## WHAT IS NEEDED
Every line of the data below should be written out word for word.

## EXTRACTED RECORDS
────────────────────
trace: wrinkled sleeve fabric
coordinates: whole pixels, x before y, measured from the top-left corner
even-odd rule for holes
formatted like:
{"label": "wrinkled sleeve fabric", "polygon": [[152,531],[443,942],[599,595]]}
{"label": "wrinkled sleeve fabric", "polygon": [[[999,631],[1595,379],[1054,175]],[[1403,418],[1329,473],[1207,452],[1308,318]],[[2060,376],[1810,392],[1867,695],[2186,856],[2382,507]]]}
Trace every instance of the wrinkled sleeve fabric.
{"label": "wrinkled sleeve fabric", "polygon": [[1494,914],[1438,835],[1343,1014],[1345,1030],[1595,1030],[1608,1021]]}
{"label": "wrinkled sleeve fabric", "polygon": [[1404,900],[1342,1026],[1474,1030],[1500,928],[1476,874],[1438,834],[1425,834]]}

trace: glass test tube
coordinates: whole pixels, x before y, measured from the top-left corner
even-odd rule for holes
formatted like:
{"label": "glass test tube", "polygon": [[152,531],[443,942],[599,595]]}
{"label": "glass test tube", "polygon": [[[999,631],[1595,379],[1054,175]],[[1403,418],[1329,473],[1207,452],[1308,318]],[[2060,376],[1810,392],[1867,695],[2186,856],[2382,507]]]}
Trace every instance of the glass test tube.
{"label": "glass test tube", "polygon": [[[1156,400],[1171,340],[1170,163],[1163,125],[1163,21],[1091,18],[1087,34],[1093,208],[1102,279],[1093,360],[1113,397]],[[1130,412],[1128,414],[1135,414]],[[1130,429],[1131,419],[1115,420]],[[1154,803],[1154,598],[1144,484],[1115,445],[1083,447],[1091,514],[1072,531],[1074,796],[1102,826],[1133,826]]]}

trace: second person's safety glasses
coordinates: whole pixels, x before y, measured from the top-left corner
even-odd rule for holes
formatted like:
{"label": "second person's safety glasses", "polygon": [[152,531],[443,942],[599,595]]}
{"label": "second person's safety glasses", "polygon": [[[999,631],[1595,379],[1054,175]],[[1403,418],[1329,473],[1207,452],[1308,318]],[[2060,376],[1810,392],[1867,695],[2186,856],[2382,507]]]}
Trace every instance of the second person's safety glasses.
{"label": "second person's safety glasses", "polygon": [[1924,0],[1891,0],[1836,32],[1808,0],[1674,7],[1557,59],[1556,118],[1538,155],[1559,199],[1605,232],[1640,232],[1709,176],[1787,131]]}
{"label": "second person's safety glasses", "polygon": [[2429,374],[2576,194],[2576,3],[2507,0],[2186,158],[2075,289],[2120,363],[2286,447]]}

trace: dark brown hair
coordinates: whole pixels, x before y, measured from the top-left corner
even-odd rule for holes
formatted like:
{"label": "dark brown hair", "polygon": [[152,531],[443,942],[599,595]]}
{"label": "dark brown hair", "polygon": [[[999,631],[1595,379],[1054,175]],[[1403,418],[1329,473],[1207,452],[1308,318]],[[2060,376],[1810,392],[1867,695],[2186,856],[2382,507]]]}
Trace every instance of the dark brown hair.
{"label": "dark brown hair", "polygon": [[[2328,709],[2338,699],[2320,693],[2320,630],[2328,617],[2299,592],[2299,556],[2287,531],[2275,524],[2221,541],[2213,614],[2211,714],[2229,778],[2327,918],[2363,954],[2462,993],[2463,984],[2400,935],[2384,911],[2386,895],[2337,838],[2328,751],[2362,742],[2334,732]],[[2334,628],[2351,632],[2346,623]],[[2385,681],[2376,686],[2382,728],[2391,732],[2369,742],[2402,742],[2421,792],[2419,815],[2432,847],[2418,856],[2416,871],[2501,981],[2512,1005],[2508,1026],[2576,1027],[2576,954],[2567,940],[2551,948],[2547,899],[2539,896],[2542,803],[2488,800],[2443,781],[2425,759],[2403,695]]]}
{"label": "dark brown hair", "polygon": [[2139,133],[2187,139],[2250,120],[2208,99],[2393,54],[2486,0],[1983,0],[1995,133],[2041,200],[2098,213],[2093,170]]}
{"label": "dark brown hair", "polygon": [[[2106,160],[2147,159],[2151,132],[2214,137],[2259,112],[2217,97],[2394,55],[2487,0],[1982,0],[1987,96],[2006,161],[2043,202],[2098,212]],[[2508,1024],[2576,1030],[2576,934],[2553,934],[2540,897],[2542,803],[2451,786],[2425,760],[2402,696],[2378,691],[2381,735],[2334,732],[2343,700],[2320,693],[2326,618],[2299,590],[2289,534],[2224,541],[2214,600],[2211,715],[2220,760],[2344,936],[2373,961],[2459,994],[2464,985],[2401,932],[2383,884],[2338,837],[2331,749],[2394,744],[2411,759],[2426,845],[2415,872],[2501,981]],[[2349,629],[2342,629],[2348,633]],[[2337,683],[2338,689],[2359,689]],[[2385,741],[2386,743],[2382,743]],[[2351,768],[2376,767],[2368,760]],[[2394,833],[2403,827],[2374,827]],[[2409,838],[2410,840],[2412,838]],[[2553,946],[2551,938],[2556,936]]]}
────────────────────
## TASK RESPONSE
trace: wrinkled sleeve fabric
coordinates: whole pixels, x before y, measured from the top-left corner
even-odd rule for holes
formatted like:
{"label": "wrinkled sleeve fabric", "polygon": [[152,531],[443,942],[599,595]]}
{"label": "wrinkled sleeve fabric", "polygon": [[[999,631],[1595,379],[1054,175]],[[1403,418],[1329,473],[1207,452],[1308,318]],[[2060,376],[1810,392],[1867,695],[2186,856],[2382,507]]]}
Trace every instance of the wrinkled sleeve fabric.
{"label": "wrinkled sleeve fabric", "polygon": [[1494,914],[1438,835],[1343,1014],[1345,1030],[1595,1030],[1608,1021]]}
{"label": "wrinkled sleeve fabric", "polygon": [[1404,900],[1342,1026],[1474,1030],[1500,928],[1476,874],[1438,834],[1425,834]]}

trace: glass test tube
coordinates: whole pixels, x before y, measured from the top-left corner
even-odd rule for holes
formatted like:
{"label": "glass test tube", "polygon": [[152,531],[443,942],[599,595]]}
{"label": "glass test tube", "polygon": [[[999,631],[1595,379],[1054,175]],[[1403,418],[1329,473],[1207,452],[1308,318]],[[2060,376],[1810,392],[1867,695],[2186,856],[2382,507]]]}
Trace every instance of the glass test tube.
{"label": "glass test tube", "polygon": [[[1156,400],[1171,340],[1170,163],[1163,125],[1163,21],[1091,18],[1087,34],[1093,208],[1102,279],[1093,360],[1113,397]],[[1130,412],[1128,414],[1135,414]],[[1130,429],[1131,419],[1115,420]],[[1154,803],[1154,598],[1144,484],[1115,445],[1083,447],[1091,514],[1072,531],[1074,796],[1102,826],[1133,826]]]}

trace: second person's safety glasses
coordinates: whole pixels, x before y, measured from the top-left corner
even-odd rule for holes
formatted like:
{"label": "second person's safety glasses", "polygon": [[152,531],[443,942],[599,595]]}
{"label": "second person's safety glasses", "polygon": [[[999,631],[1595,379],[1054,175]],[[1403,418],[1329,473],[1207,452],[1308,318]],[[2060,376],[1810,392],[1867,695],[2186,856],[2382,507]]]}
Trace every instance of the second person's safety glasses.
{"label": "second person's safety glasses", "polygon": [[1924,0],[1891,0],[1836,32],[1808,0],[1674,7],[1557,59],[1556,118],[1538,155],[1559,199],[1605,232],[1640,232],[1709,176],[1787,131]]}
{"label": "second person's safety glasses", "polygon": [[2429,374],[2576,194],[2576,3],[2507,0],[2186,158],[2075,289],[2120,363],[2286,447]]}

trace: dark brown hair
coordinates: whole pixels, x before y, measured from the top-left corner
even-odd rule for holes
formatted like:
{"label": "dark brown hair", "polygon": [[152,531],[443,942],[599,595]]}
{"label": "dark brown hair", "polygon": [[[999,631],[1595,379],[1054,175]],[[1403,418],[1329,473],[1207,452],[1308,318]],[[2060,376],[1810,392],[1867,695],[2186,856],[2382,507]]]}
Trace every instance of the dark brown hair.
{"label": "dark brown hair", "polygon": [[[2328,709],[2338,699],[2320,693],[2320,630],[2328,617],[2299,592],[2299,556],[2287,531],[2275,524],[2221,541],[2213,614],[2211,714],[2229,778],[2327,918],[2363,954],[2462,993],[2463,984],[2400,935],[2384,911],[2386,895],[2337,838],[2328,751],[2362,742],[2334,732]],[[2334,628],[2351,632],[2346,623]],[[2385,681],[2376,686],[2382,728],[2391,732],[2369,742],[2402,742],[2421,792],[2419,815],[2432,847],[2418,856],[2416,871],[2501,981],[2512,1005],[2508,1026],[2576,1027],[2576,954],[2567,940],[2551,948],[2547,899],[2539,896],[2542,803],[2488,800],[2443,781],[2425,759],[2403,695]]]}
{"label": "dark brown hair", "polygon": [[2139,133],[2187,139],[2250,120],[2208,99],[2393,54],[2486,0],[1983,0],[1995,133],[2041,200],[2098,213],[2093,170]]}
{"label": "dark brown hair", "polygon": [[[2106,160],[2147,159],[2151,132],[2214,137],[2259,112],[2217,97],[2394,55],[2487,0],[1982,0],[1987,96],[2006,161],[2043,202],[2098,212]],[[2508,1024],[2576,1030],[2576,934],[2553,934],[2540,897],[2542,803],[2451,786],[2425,760],[2402,696],[2378,691],[2381,735],[2334,732],[2343,700],[2320,693],[2326,618],[2299,590],[2289,534],[2224,541],[2214,600],[2211,715],[2220,760],[2344,936],[2373,961],[2459,994],[2464,985],[2401,932],[2383,884],[2338,837],[2331,749],[2394,744],[2411,759],[2426,845],[2415,872],[2501,981]],[[2349,629],[2342,629],[2348,633]],[[2337,683],[2338,689],[2359,689]],[[2385,741],[2386,743],[2382,743]],[[2351,768],[2376,767],[2368,760]],[[2394,833],[2403,827],[2374,827]],[[2409,838],[2410,840],[2412,838]],[[2553,946],[2551,938],[2556,936]]]}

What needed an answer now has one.